WHAT YOU NEED TO DO: Can you rewrite the lines in the records below as a numbered list, from the line with "[locate] bridge deck" through the end of the records, leaving out any blank lines?

Source data:
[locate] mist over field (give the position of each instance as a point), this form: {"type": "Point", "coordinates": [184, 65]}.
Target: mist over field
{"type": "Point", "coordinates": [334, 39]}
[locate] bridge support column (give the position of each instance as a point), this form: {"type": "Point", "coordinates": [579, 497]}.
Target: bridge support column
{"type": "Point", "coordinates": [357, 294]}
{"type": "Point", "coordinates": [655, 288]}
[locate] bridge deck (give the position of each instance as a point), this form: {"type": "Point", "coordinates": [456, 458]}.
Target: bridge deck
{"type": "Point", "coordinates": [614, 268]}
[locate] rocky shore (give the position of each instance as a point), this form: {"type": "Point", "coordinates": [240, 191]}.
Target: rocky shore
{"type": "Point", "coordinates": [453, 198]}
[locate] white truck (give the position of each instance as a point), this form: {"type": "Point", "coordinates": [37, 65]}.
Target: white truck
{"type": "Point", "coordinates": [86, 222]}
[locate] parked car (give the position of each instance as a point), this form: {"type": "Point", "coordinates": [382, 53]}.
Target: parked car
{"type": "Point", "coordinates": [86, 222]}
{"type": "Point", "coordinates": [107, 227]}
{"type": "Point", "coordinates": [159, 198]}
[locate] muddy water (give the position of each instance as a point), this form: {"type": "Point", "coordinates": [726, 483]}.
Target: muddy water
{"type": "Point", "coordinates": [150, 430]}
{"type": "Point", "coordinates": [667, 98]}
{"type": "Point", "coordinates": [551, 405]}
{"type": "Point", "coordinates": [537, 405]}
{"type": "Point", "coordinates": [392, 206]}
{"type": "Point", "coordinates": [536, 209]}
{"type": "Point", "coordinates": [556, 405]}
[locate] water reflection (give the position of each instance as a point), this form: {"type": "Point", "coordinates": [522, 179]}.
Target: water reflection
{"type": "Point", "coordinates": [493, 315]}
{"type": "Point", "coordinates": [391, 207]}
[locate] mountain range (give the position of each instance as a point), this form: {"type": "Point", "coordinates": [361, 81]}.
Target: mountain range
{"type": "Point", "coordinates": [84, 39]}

EXERCISE RESPONSE:
1. [locate] bridge deck (give the position of each instance as a point), this form: {"type": "Point", "coordinates": [456, 458]}.
2. Target: bridge deck
3. {"type": "Point", "coordinates": [614, 268]}
4. [locate] rocky shore (give the position of each instance as a point), this form: {"type": "Point", "coordinates": [240, 191]}.
5. Target: rocky shore
6. {"type": "Point", "coordinates": [453, 198]}
7. [locate] white truck (give the position of each instance as a point), this form: {"type": "Point", "coordinates": [37, 65]}.
8. Target: white truck
9. {"type": "Point", "coordinates": [86, 222]}
10. [locate] parked car (give the position of each instance as a point), this form: {"type": "Point", "coordinates": [382, 53]}.
11. Target: parked car
12. {"type": "Point", "coordinates": [86, 222]}
13. {"type": "Point", "coordinates": [107, 227]}
14. {"type": "Point", "coordinates": [159, 198]}
15. [locate] muddy water (give the position of each instance as a point), this form: {"type": "Point", "coordinates": [726, 483]}.
16. Target: muddy water
17. {"type": "Point", "coordinates": [150, 430]}
18. {"type": "Point", "coordinates": [667, 98]}
19. {"type": "Point", "coordinates": [551, 405]}
20. {"type": "Point", "coordinates": [537, 405]}
21. {"type": "Point", "coordinates": [392, 206]}
22. {"type": "Point", "coordinates": [536, 209]}
23. {"type": "Point", "coordinates": [556, 405]}
24. [locate] water reflection (give the position of each instance as a point), this form: {"type": "Point", "coordinates": [522, 179]}.
25. Target: water reflection
26. {"type": "Point", "coordinates": [493, 315]}
27. {"type": "Point", "coordinates": [391, 207]}
28. [locate] mountain range (give the position of each instance as a point), this form: {"type": "Point", "coordinates": [361, 81]}.
29. Target: mountain range
30. {"type": "Point", "coordinates": [84, 39]}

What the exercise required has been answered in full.